## EXERCISE TASKS
**1)** In the post about missing the old internet, what tool was the writer using to build the Metroid Zero Mission engine clone?
**2)** List every component that the post about missing the old internet says was in the fake Pokemon Gold cartridges.
**3)** From the post about missing the old internet, copy the stretch from "Hosting game and" through "of the past." word for word.

I really miss the old internet for my own socialization.

Hosting game and such was my way to socialize, the technical knowledge helped get into communities, and have people talk to me (feature requests, bug reports) naturally.

Now, those communities are mostly based around admin/mod duties, with all the game and voice servers being SaaS and self-hosting mostly a thing of the past.

Been trying for years honestly to find a way out of this conundrum but I fear there might not be one.

Even with basically all my code being FOSS, none ever reaches a level where that would give a social circle either.

And without me being project lead or server admin also makes it hard to even talk at all because I get super shy thinking I might get kicked out at the first sign of anything wrong.

i have fond memories of a now long-gone time, perhaps what was seemingly a decade and a half ago back in 2011. i must've been prolly 11 or 12 at the time, and it was the summer, and the internet was just so different back then!!

at that time, i was working on an "input-behavior-accurate" metroid zero mission engine clone using gamemaker 8.1, but all the graphics were custom; i would pull up xfire to chat up my school friends, and we would decide every now and then to hop on somebody's dad's ventrilo server and talk about cool things we were doing in pokemon gold -- a read of some old electrical engineering textbooks and a rom hacking website taught me how to make a cheap pcb (thanks grandpa!!!), and i gave fake pokemon gold cartridges to my friends (armed with an AT27C080 eprom, 62C64 sram, a battery, and some 7400 series decoding logic)!! we all loved playing old video games, because most of my friends weren't exactly wealthy... and you could find an old gameboy color for like $15 at thrift stores then.

## MATERIAL SHOWN

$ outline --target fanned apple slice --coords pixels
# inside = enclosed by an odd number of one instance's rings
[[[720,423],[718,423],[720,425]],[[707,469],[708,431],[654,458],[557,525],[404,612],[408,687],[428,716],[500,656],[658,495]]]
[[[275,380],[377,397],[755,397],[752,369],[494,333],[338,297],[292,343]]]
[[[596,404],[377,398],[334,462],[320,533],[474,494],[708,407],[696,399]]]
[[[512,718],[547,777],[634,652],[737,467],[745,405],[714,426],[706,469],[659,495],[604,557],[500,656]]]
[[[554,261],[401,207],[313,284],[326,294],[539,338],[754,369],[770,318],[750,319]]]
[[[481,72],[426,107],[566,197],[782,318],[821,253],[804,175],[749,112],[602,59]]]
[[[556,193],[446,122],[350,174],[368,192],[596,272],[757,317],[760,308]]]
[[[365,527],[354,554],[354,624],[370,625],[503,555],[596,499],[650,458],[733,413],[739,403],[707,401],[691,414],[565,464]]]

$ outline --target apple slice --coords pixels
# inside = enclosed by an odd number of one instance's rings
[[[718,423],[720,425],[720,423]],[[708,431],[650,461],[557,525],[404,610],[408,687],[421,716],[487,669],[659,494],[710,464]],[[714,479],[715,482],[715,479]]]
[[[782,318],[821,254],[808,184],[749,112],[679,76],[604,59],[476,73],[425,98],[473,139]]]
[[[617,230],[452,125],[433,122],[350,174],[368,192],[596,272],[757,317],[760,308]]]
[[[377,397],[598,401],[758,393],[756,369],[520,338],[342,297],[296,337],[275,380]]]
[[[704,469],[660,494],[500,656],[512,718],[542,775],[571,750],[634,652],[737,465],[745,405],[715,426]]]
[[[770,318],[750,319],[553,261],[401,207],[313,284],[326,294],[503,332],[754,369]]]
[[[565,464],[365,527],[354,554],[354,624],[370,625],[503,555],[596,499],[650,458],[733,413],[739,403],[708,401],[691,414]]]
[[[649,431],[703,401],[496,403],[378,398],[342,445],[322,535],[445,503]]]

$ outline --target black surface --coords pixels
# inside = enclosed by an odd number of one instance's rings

## EXPECTED RESPONSES
**1)** gamemaker 8.1

**2)**
- AT27C080 eprom
- 62C64 sram
- a battery
- some 7400 series decoding logic

**3)**
Hosting game and such was my way to socialize, the technical knowledge helped get into communities, and have people talk to me (feature requests, bug reports) naturally.

Now, those communities are mostly based around admin/mod duties, with all the game and voice servers being SaaS and self-hosting mostly a thing of the past.